• **TASK BRIEF**: Can you reproduce the lines of the records below, starting at the line that contains "Where can you find the black suit" and stopping after the line that contains "point(129, 635)", without altering anything?

• **PROVIDED RECORDS**:
------------------------------------------------
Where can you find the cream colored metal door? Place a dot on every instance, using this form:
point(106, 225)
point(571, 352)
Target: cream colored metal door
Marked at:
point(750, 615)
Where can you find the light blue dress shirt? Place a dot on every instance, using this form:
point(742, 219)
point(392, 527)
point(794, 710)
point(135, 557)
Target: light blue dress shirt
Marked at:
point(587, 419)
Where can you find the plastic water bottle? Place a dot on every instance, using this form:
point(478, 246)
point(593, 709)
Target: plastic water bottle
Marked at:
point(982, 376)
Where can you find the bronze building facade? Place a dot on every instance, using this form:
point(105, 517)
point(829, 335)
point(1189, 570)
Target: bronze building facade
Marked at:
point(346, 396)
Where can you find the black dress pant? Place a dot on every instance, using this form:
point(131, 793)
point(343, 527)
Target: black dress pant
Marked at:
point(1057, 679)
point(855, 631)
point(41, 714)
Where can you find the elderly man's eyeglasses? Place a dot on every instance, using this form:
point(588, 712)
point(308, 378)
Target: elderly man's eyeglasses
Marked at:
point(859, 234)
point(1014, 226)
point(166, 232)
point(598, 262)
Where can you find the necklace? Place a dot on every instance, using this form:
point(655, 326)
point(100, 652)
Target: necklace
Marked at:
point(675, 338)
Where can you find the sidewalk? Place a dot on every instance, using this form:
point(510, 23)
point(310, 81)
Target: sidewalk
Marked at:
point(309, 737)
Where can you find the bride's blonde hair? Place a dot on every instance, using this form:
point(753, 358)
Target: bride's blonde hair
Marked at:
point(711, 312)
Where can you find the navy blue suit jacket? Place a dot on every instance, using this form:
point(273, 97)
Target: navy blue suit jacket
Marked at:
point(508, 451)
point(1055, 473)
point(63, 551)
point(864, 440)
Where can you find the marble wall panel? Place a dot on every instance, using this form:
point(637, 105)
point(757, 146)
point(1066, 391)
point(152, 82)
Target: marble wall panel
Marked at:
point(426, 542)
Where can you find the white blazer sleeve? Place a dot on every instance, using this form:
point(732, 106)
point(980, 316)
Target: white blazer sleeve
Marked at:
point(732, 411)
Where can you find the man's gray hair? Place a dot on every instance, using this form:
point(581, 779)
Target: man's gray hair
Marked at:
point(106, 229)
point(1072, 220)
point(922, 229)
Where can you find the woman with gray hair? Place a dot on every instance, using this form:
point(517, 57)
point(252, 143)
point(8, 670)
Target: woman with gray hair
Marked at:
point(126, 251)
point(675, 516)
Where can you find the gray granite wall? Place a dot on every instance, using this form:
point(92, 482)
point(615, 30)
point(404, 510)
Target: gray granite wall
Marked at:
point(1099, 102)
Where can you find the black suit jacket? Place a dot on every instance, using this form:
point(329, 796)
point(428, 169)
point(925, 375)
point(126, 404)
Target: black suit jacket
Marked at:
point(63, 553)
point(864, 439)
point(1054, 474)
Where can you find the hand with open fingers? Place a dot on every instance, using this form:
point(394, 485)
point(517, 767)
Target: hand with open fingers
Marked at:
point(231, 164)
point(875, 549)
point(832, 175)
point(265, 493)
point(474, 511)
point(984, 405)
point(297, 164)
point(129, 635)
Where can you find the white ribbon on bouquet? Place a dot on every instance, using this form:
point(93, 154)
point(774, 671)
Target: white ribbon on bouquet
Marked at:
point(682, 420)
------------------------------------------------
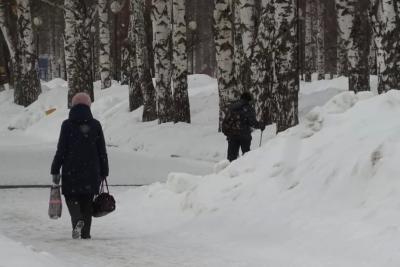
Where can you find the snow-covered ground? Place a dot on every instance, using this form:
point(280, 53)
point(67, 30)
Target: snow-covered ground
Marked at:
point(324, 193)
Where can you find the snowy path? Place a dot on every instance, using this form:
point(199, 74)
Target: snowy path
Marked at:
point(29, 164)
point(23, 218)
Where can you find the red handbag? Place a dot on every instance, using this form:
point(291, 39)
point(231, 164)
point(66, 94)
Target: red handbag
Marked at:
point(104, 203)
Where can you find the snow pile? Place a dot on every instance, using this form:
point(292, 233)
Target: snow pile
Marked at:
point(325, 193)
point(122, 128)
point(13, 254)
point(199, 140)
------------------------------------------------
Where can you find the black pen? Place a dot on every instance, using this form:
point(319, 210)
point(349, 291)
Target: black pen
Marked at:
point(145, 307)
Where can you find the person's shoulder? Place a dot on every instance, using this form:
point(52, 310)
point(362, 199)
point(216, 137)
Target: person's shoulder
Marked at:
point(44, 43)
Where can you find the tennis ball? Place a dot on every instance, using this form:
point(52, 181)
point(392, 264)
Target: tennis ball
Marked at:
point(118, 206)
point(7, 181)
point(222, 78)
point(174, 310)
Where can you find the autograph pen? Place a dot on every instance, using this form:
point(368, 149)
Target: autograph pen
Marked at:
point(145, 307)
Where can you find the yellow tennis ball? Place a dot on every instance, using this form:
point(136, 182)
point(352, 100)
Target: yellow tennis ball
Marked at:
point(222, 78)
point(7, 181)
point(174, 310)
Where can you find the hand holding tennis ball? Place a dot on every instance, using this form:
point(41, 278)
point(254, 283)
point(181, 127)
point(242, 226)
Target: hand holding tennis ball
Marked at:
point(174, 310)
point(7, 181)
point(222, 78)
------------------------------------------------
• **RESULT BELOW**:
Where can you find the black suit jacket? Place a dot on every instance, using this form:
point(329, 796)
point(428, 169)
point(925, 375)
point(126, 404)
Target: black suit jacket
Marked at:
point(63, 553)
point(864, 439)
point(1054, 474)
Where can you find the hand with open fingers? Place a dot on every instance, using this form:
point(394, 485)
point(517, 767)
Target: hand with open fingers
Marked at:
point(231, 164)
point(875, 549)
point(832, 175)
point(265, 493)
point(474, 511)
point(984, 405)
point(297, 164)
point(129, 635)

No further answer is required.